───── Quoted passage ─────

X – 3x3 matrix representing the symmetric tensor

Returns:

Vector containing the three invariants of the tensor

arma::mat Cauchy(const arma::mat &F)

Provides the Cauchy tensor from the transformation gradient.

The Cauchy tensor \(\mathbf{b}\) is related to the transformation gradient \(\mathbf{F}\) by the following equation:

\[ \mathbf{b} = \left( \mathbf{F} \cdot \mathbf{F}^T \right)^{-1} \]

Note that this tensor \(\mathbf{b}\) is the inverse of the Left Cauchy-Green tensor \(\mathbf{B}\).

Example:

mat F = randu(3,3);
mat b = Cauchy(F);

Parameters:

F – 3x3 matrix representing the transformation gradient

Returns:

3x3 matrix representing the Cauchy tensor

arma::mat Green_Lagrange(const arma::mat &F)

Provides the Green-Lagrange tensor from the transformation gradient.

The Green-Lagrange tensor \(\mathbf{E}\) is related to the transformation gradient \(\mathbf{F}\) by the following equation:

\[ \mathbf{E} = \frac{1}{2} \left( \mathbf{F}^T \cdot \mathbf{F} - \mathbf{I} \right) \]

Example:

mat F = randu(3,3);
mat E = Green_Lagrange(F);

Parameters:

F – 3x3 matrix representing the transformation gradient \(\mathbf{F}\)

Returns:

3x3 matrix representing the Green-Lagrange tensor \(\mathbf{E}\)

arma::mat Euler_Almansi(const arma::mat &F)

Provides the Euler-Almansi tensor from the transformation gradient.

The Euler-Almansi tensor \(\mathbf{A}\) is related to the transformation gradient \(\mathbf{F}\) by the following equation:

\[ \mathbf{A} = \frac{1}{2} \left( \mathbf{I} - \left( \mathbf{F} \cdot \mathbf{F}^T \right)^T \right) \]

Example:

mat F = randu(3,3);
mat A = Euler_Almansi(F);

Parameters:

F – 3x3 matrix representing the transformation gradient \(\mathbf{F}\)

───── Data shown ─────

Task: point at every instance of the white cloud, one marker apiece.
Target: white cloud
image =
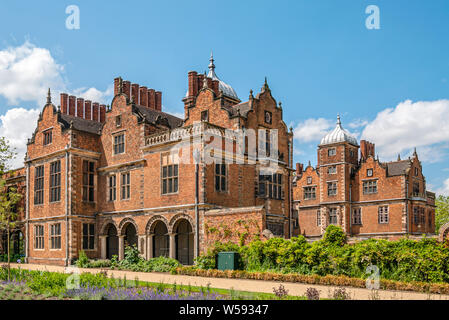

─────

Task list:
A. Do these statements agree with the tensor documentation? (i) The Cauchy tensor is the inverse of the Left Cauchy-Green tensor. (ii) The Euler-Almansi function computes its tensor from the Cauchy tensor. (iii) The Green-Lagrange function returns a 3x3 matrix. Answer yes or no for each, quoting the deciding words.
B. Write out the part of the tensor documentation that begins at the words "3x3 matrix representing the Green-Lagrange" and stops after the words "Euler-Almansi tensor from the transformation gradient.".

Solutions below:
A.
(i) Yes: "Note that this tensor \(\mathbf{b}\) is the inverse of the Left Cauchy-Green tensor \(\mathbf{B}\)."
(ii) No: "Provides the Euler-Almansi tensor from the transformation gradient."
(iii) Yes: "3x3 matrix representing the Green-Lagrange tensor \(\mathbf{E}\)"

B.
3x3 matrix representing the Green-Lagrange tensor \(\mathbf{E}\)

arma::mat Euler_Almansi(const arma::mat &F)

Provides the Euler-Almansi tensor from the transformation gradient.